RECORD EXCERPTS
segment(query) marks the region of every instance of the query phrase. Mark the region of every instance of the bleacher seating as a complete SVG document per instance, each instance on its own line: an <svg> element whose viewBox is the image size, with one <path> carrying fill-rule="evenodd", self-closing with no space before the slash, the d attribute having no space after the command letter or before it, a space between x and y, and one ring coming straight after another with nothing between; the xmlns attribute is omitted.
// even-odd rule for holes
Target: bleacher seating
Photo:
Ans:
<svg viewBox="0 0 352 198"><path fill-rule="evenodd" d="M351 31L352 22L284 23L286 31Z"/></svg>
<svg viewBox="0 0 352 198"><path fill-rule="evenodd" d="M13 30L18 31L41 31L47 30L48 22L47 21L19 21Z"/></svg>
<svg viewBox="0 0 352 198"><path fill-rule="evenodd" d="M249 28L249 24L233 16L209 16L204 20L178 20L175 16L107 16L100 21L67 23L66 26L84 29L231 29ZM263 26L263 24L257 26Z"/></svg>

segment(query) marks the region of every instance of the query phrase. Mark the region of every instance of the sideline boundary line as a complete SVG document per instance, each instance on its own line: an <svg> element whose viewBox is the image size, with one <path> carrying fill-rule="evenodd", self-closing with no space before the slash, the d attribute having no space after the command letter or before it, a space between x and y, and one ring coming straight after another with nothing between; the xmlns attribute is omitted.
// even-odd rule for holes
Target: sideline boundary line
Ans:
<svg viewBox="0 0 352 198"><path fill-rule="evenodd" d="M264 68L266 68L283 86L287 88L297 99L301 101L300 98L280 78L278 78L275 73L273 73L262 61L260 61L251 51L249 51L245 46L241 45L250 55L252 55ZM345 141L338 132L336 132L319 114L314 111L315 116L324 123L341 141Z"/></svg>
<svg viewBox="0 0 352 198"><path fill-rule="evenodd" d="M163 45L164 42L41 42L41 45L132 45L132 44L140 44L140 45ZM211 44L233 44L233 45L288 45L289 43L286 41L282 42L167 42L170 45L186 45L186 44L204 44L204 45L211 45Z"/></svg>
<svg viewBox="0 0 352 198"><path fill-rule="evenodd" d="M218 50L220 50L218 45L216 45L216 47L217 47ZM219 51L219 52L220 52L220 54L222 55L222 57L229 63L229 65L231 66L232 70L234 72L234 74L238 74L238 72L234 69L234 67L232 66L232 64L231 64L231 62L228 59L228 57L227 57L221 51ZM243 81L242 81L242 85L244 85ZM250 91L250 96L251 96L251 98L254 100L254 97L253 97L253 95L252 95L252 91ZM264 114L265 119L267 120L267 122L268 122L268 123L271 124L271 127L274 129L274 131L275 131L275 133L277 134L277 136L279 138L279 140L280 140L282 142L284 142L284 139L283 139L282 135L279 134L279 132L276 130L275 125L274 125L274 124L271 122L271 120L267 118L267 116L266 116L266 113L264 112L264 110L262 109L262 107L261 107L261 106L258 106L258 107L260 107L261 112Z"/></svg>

YOUR OBJECTIVE
Quote the items above verbatim, starting at their very first line and stopping after the line that contains "28L249 24L233 16L209", with that line included.

FULL RESPONSE
segment(query) marks the region of every instance of the query phrase. Mark the region of every instance of the bleacher seating as a complete SVG document per instance, each instance on its own line: an <svg> element whose viewBox is the image size, with one <path> carrying fill-rule="evenodd", self-closing with no space before the slash, the d attribute having no space after the command letter or before it, a space between x and y, and one ring coming straight after another with nothing between; the xmlns attribute is omitted.
// even-odd rule for holes
Target: bleacher seating
Photo:
Ans:
<svg viewBox="0 0 352 198"><path fill-rule="evenodd" d="M351 31L352 22L284 23L286 31Z"/></svg>
<svg viewBox="0 0 352 198"><path fill-rule="evenodd" d="M13 30L18 31L41 31L47 30L48 22L47 21L19 21Z"/></svg>
<svg viewBox="0 0 352 198"><path fill-rule="evenodd" d="M249 28L249 24L233 16L209 16L204 20L178 20L175 16L107 16L100 21L67 23L66 26L84 29L231 29ZM263 26L263 24L257 26Z"/></svg>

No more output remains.